Task item: Retype all data exactly as given. Pictures should not be retyped.

Recorded information:

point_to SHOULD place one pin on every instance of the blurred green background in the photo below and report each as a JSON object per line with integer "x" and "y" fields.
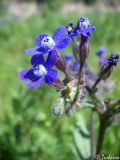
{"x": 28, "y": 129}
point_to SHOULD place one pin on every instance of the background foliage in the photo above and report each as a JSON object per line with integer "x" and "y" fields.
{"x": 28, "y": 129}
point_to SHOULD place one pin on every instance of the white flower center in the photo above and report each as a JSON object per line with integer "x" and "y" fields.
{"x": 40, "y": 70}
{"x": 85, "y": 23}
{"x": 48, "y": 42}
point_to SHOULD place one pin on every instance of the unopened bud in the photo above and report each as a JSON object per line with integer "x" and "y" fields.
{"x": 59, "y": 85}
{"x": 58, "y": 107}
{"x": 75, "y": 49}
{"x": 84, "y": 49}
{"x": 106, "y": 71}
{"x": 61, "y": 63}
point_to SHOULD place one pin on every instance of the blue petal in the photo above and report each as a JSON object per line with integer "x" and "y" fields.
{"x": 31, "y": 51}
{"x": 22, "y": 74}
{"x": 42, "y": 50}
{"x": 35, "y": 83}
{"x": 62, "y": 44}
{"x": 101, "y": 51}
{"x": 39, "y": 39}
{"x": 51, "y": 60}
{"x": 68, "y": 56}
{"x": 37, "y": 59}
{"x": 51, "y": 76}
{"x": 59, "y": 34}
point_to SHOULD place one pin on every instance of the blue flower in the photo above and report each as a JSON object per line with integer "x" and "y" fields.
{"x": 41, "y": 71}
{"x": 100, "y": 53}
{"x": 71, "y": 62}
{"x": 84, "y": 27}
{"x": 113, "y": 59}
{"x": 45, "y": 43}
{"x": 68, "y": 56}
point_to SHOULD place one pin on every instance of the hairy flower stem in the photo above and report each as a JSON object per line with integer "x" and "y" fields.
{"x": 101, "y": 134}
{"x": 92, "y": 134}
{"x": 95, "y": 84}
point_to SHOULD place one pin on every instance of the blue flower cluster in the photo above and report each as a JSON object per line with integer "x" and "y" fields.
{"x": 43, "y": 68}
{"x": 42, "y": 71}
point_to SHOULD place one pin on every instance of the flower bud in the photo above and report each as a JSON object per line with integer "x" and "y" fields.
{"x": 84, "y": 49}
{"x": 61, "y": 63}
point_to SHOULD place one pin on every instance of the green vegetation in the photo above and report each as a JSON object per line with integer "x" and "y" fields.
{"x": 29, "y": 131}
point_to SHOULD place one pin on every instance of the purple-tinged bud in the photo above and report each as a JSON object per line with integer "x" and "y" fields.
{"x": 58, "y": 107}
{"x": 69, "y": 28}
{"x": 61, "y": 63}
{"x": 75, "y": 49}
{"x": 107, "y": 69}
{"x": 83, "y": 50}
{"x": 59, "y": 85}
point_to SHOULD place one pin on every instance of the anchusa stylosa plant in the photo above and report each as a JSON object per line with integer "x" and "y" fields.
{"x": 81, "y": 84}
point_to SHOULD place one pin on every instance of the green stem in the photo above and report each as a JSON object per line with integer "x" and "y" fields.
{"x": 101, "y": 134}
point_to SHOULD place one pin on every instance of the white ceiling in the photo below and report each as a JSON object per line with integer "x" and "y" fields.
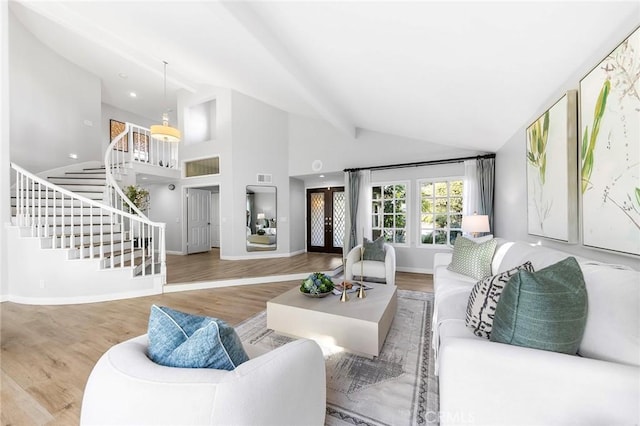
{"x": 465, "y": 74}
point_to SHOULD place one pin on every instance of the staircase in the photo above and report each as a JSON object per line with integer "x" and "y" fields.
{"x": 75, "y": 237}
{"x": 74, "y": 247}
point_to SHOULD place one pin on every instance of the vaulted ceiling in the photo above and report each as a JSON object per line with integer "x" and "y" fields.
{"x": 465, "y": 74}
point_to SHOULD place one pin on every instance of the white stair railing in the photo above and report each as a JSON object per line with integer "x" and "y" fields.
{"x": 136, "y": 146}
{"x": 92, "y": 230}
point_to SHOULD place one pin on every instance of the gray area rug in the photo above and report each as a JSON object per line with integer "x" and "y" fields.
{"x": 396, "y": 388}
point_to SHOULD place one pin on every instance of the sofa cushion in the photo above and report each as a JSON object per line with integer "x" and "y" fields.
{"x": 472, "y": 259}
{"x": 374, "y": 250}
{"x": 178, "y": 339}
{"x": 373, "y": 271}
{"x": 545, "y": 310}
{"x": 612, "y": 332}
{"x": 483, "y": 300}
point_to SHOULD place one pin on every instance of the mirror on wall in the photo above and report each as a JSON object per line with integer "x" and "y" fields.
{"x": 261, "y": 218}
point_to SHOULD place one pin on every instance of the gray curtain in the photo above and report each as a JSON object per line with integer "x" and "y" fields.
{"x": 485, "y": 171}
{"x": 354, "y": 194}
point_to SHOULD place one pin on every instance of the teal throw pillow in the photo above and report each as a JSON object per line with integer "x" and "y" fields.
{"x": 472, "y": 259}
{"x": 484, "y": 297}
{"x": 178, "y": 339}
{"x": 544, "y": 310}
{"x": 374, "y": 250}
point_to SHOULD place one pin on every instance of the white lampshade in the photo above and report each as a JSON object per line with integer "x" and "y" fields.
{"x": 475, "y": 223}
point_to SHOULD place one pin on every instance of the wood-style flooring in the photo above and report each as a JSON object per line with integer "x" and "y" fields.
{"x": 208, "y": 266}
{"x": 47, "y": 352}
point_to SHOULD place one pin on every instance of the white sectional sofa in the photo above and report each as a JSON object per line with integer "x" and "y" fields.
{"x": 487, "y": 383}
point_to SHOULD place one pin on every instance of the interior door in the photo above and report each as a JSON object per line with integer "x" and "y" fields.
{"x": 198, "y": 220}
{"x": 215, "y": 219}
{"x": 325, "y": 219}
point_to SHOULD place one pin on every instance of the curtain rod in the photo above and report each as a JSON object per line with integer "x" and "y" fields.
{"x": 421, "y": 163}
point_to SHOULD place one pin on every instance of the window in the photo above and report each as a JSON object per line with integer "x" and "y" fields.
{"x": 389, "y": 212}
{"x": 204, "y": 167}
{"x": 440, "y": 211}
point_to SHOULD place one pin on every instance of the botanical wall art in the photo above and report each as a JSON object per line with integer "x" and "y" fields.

Expected output:
point_to SHOULD place one pin on every instance of the blurred green background in the photo below and report each as a JSON object per line with integer "x" and "y" fields.
{"x": 28, "y": 129}
point_to SHOULD place one pin on every instance of the background foliage in the photo above and report each as a JSON object per line with integer "x" and "y" fields.
{"x": 28, "y": 129}
point_to SHOULD place one pin on every instance of the white flower center in the photo above and report each as a JSON object per line with integer "x" and "y" fields.
{"x": 40, "y": 70}
{"x": 85, "y": 23}
{"x": 48, "y": 42}
point_to SHOULD place one pin on every instance of the unopened bud in the photo above and report each as a JSON object per line with integer "x" and "y" fields.
{"x": 59, "y": 85}
{"x": 58, "y": 107}
{"x": 75, "y": 49}
{"x": 84, "y": 49}
{"x": 106, "y": 71}
{"x": 61, "y": 63}
point_to SHOULD place one pin on every instance of the blue petal in the photo above and report each as a JSON object per line with integer "x" and "y" fields.
{"x": 31, "y": 51}
{"x": 22, "y": 74}
{"x": 42, "y": 50}
{"x": 35, "y": 83}
{"x": 62, "y": 44}
{"x": 101, "y": 51}
{"x": 39, "y": 39}
{"x": 51, "y": 60}
{"x": 68, "y": 56}
{"x": 37, "y": 59}
{"x": 51, "y": 76}
{"x": 59, "y": 34}
point_to SHOULD place one pin on every instance of the blue flower in the photo above and report each as a JSON object per line with integer "x" and "y" fields.
{"x": 41, "y": 71}
{"x": 100, "y": 53}
{"x": 71, "y": 62}
{"x": 84, "y": 27}
{"x": 113, "y": 59}
{"x": 45, "y": 43}
{"x": 68, "y": 56}
point_to SHOULD place one pin on every instance of the hairy flower stem in the photo above and report each as a JSON object per line with integer "x" and "y" fields.
{"x": 101, "y": 134}
{"x": 92, "y": 134}
{"x": 95, "y": 84}
point_to SHOULD place one pin on every instance of the blue flower cluster in the photo above and report each as a JSON object per line with integer "x" and "y" fields.
{"x": 43, "y": 68}
{"x": 42, "y": 71}
point_to SHOULD place one pin on every instance of the flower bud in the photo above and report each as a JSON object per line with integer "x" and "y" fields.
{"x": 84, "y": 49}
{"x": 61, "y": 63}
point_to SHOULD place one pin on every instance of the green vegetation in the photo above and report each as a JSON object per line with integer "x" and "y" fields.
{"x": 29, "y": 131}
point_to SHOULD place one pin on every instance of the purple-tinged bud in the photo above and report each as a JSON object per line with integer "x" and "y" fields.
{"x": 58, "y": 107}
{"x": 69, "y": 28}
{"x": 61, "y": 63}
{"x": 75, "y": 49}
{"x": 107, "y": 69}
{"x": 83, "y": 50}
{"x": 59, "y": 85}
point_to SHOULD place one pin on every instance of the anchusa stylosa plant in the photo above and report each as a JSON object per line with integer "x" and "y" fields.
{"x": 81, "y": 84}
point_to SHOULD place one pin on every instance of the green stem in the photo above and report each as a JSON object per line with integer "x" and "y" fields.
{"x": 101, "y": 134}
point_to SHOULD place one pin on every instance of the white ceiling in the photo below and report each as a JSON object per line with integer "x" and "y" fields.
{"x": 465, "y": 74}
point_to SHOULD place one pin on every instance of the staircase in the photo above and report each as a JSON object per line with integer "x" and "y" fields.
{"x": 75, "y": 237}
{"x": 74, "y": 247}
point_to SHOULD place one pin on every instance of the vaulted ceiling in the photo above and report each as a JSON object per line with integer "x" and "y" fields.
{"x": 465, "y": 74}
point_to SHOULD place one pin on every instance of the white stair railing in the photo above and report each as a JSON object per line with integer "x" and "y" fields.
{"x": 136, "y": 146}
{"x": 92, "y": 230}
point_to SHOULD place one pin on every instance of the gray area rug in the photo above and report each as a JSON object per line with integer "x" and "y" fields.
{"x": 396, "y": 388}
point_to SHOULD place one pin on every instance of the sofa cushion in the photo above and report each as a JSON object per line with integer "x" and "y" fields.
{"x": 472, "y": 259}
{"x": 374, "y": 250}
{"x": 178, "y": 339}
{"x": 373, "y": 271}
{"x": 545, "y": 310}
{"x": 612, "y": 332}
{"x": 483, "y": 300}
point_to SHOULD place one pin on every instance of the mirror on wall in the photo above and report each as a JSON object per line with integer "x" and "y" fields.
{"x": 261, "y": 218}
point_to SHOULD place one pin on every instance of the gray curtain in the photo above and report each as a JSON object per line with integer "x" and "y" fields.
{"x": 485, "y": 171}
{"x": 354, "y": 194}
point_to SHOULD place one pin on every instance of the teal throw pillow in the photo above and report each as a JSON object per line with integer "x" and "y" fields.
{"x": 472, "y": 259}
{"x": 484, "y": 297}
{"x": 178, "y": 339}
{"x": 544, "y": 310}
{"x": 374, "y": 250}
point_to SHOULD place one pin on every instance of the white lampshade in the photo above and report each as a JSON object per line with integer "x" and "y" fields.
{"x": 475, "y": 223}
point_to SHOULD place one pin on every instance of the wood-style flooring in the photo above and report each as a JSON object per line with integer "x" and "y" fields.
{"x": 208, "y": 266}
{"x": 47, "y": 352}
point_to SHOULD place one pin on every instance of the white sectional sofa in the photo above and report each as a JSON object per line with integer "x" and "y" fields.
{"x": 487, "y": 383}
point_to SHOULD place one pin on every instance of the interior door in the photo above and report each as a JSON object per line with integer "x" and "y" fields.
{"x": 198, "y": 220}
{"x": 215, "y": 219}
{"x": 325, "y": 219}
point_to SHOULD place one pin on every instance of the curtain rod in the photo above and report each as a JSON object per line with integer "x" and "y" fields.
{"x": 421, "y": 163}
point_to SHOULD place one pin on every instance of the window in the photo above and report each as a JSON object per line with integer "x" and "y" fields.
{"x": 389, "y": 212}
{"x": 204, "y": 167}
{"x": 440, "y": 211}
point_to SHOULD place one pin on every instance of the botanical wall art in the photo above and report each as a JSON object per line with integer "x" and "y" fields.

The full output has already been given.